**Objective**
Reproduce every one of the records below verbatim, line for line, with no changes.

Saved data:
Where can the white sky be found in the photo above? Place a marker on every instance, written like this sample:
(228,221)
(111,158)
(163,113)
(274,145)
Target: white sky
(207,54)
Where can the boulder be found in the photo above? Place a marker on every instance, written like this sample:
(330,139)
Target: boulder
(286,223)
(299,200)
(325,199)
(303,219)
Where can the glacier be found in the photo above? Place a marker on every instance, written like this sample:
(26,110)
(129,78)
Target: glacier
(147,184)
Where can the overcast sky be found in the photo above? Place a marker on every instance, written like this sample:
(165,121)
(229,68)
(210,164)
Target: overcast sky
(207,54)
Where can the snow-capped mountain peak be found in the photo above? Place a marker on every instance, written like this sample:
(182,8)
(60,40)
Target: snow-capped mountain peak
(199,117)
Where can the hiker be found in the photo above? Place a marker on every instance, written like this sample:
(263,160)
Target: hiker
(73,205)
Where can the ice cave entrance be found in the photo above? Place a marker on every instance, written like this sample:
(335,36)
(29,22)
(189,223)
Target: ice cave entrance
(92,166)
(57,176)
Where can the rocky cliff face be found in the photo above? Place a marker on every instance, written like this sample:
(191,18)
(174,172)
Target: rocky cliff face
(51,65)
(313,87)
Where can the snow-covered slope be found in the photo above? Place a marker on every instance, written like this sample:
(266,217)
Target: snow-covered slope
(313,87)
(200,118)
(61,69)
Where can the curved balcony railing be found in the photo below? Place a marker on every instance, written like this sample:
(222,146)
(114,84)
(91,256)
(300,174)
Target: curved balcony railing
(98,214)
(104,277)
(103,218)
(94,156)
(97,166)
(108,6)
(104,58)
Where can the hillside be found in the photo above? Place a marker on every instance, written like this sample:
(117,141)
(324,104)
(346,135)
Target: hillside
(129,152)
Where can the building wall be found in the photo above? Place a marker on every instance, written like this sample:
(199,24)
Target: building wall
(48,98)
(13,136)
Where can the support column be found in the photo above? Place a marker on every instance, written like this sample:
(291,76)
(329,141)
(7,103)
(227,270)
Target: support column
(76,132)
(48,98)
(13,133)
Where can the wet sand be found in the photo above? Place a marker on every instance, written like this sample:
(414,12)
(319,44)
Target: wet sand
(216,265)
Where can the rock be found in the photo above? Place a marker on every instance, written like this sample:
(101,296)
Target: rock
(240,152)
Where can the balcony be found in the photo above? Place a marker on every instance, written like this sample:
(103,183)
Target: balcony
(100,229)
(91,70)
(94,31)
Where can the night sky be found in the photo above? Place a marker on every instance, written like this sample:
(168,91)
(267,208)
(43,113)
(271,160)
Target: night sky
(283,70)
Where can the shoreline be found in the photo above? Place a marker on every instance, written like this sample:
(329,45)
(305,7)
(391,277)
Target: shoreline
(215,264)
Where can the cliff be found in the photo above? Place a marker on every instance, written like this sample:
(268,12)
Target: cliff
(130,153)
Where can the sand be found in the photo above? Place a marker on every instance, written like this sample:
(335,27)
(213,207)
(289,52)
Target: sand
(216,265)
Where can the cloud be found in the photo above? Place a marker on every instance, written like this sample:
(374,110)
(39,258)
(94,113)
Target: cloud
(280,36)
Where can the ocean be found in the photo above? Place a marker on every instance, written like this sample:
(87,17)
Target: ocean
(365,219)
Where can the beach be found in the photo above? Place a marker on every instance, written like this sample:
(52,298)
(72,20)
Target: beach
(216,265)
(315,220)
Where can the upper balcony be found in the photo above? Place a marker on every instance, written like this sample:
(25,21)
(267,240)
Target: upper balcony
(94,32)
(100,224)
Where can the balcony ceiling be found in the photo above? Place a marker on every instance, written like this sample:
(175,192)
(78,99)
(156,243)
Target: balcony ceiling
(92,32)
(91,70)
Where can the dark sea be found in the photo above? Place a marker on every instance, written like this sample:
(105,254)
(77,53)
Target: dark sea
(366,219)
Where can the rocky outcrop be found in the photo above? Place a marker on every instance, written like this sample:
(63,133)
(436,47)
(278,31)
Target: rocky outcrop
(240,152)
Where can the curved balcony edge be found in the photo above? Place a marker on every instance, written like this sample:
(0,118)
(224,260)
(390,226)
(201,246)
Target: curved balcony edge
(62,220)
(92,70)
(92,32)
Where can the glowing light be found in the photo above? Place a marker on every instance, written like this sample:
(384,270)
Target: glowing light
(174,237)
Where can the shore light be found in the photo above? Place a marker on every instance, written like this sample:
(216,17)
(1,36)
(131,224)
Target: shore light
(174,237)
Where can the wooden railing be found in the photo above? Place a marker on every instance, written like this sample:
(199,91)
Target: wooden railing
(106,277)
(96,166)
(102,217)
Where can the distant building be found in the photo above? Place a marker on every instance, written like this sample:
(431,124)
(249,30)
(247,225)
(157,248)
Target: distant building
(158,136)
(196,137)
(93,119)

**Response below**
Where can the white sky be found in the photo above? Place a marker on every instance, written like this sample:
(228,221)
(111,158)
(163,113)
(274,145)
Target: white sky
(207,54)
Where can the boulder be found in the photo above? Place a marker on every instance, written like this sample:
(330,139)
Target: boulder
(286,223)
(299,200)
(325,199)
(303,219)
Where can the glacier be found in the photo above? Place a marker on every instance, written like this sample:
(26,110)
(129,78)
Target: glacier
(147,184)
Where can the overcast sky be found in the photo above? Place a marker on every instance, written like this sample:
(165,121)
(229,68)
(210,164)
Target: overcast sky
(207,54)
Where can the snow-capped mountain peak be found in the photo above? Place a marker on every instance, written like this sample:
(182,8)
(60,40)
Target: snow-capped mountain peak
(199,117)
Where can the hiker be found in the photo above? Place a marker on every instance, written like this sample:
(263,160)
Target: hiker
(73,205)
Where can the ice cave entrance be found in the photo above? Place a marker on every instance, written like this sample:
(335,36)
(29,22)
(189,223)
Target: ice cave entrance
(92,166)
(57,176)
Where can the rocky cliff face be found in the photo above? Place a marker on every instance, written like this sample:
(191,18)
(174,172)
Target: rocky cliff face
(51,65)
(313,87)
Where can the snow-covered slope be found in the photo above? Place a marker on every instance, written like this sample:
(266,217)
Target: snow-covered slope
(313,87)
(200,118)
(61,69)
Where can the curved balcony railing be found in the photo below? Place a marker on every instance, written like this sample:
(222,146)
(114,84)
(91,256)
(300,174)
Target: curved balcony railing
(98,214)
(104,277)
(103,218)
(94,156)
(97,166)
(108,6)
(104,58)
Where can the hillside be found in the photo above? Place a marker on every instance, written like this sample:
(117,141)
(324,104)
(346,135)
Target: hillside
(129,152)
Where can the building wall be found in the photo above? Place a marker on every instance, written like this sample:
(199,24)
Target: building wall
(48,98)
(13,136)
Where can the support column be found in the photo above? Place a marker on every instance, written like this sample:
(291,76)
(329,141)
(7,103)
(227,270)
Target: support column
(76,132)
(48,98)
(13,133)
Where can the wet sand be found in the photo above? Place a marker on every instance, written like this sample:
(414,12)
(319,44)
Target: wet sand
(216,265)
Where can the rock be found in the photo above? Place a marker on every instance, written like this sample:
(101,296)
Target: rock
(240,152)
Where can the balcony be found in the photo above? Place a marker on every instance, written like this sample:
(103,183)
Target: balcony
(100,229)
(91,70)
(94,31)
Where can the night sky be found in the photo above? Place a marker on every instance, written like this sample:
(168,91)
(267,208)
(43,113)
(271,160)
Target: night sky
(283,70)
Where can the shoreline be found in the photo above? Place a marker on every instance, written like this sample:
(329,45)
(305,7)
(391,277)
Target: shoreline
(215,264)
Where can the cliff be found in the photo above? Place a marker on every instance, written like this sample:
(268,12)
Target: cliff
(130,153)
Where can the sand be found in the photo above? Place a marker on every instance, written like this sample:
(335,27)
(213,207)
(289,52)
Target: sand
(216,265)
Where can the cloud be found in the photo above? Place a marker on every instance, written like this sample:
(374,110)
(39,258)
(94,113)
Target: cloud
(280,36)
Where can the ocean be found in the photo above? Place a marker on every instance, written like this sample:
(87,17)
Target: ocean
(365,219)
Where can the beach be found in the photo above? Place a marker on every instance, written like this sample:
(52,298)
(72,20)
Target: beach
(216,265)
(315,220)
Where can the upper balcony be found in the photo above? Place a marker on every instance, written like this sample:
(25,21)
(267,240)
Target: upper balcony
(94,32)
(100,224)
Where can the balcony ceiling be found in the photo above? Place a marker on every instance, written like this sample:
(175,192)
(78,99)
(156,243)
Target: balcony ceiling
(92,32)
(91,70)
Where can the dark sea be found in the photo above? Place a marker on every instance, written like this sample:
(105,254)
(77,53)
Target: dark sea
(366,219)
Where can the rocky outcrop be found in the photo above? Place a marker on every instance, written like this sample:
(63,133)
(436,47)
(278,31)
Target: rocky outcrop
(240,152)
Where can the curved balcony edge be found in the photo above? Place a marker on every instance, written like this sample:
(0,118)
(224,260)
(390,226)
(201,246)
Target: curved balcony edge
(62,220)
(92,70)
(92,32)
Where can the glowing light be found in the photo above? Place a marker on every instance, written like this sample:
(384,270)
Target: glowing light
(174,237)
Where can the shore light be found in the photo above? Place a marker on every instance, written like this sample:
(216,17)
(1,36)
(131,224)
Target: shore light
(174,237)
Where can the wooden railing be found in the photo above? Place a marker on every instance, written like this sample:
(199,91)
Target: wooden railing
(106,277)
(96,166)
(102,217)
Where can the distant building be found in the photo above? Place a marker on every instance, written like this sample:
(431,124)
(249,30)
(247,225)
(157,248)
Target: distant building
(158,136)
(196,137)
(93,119)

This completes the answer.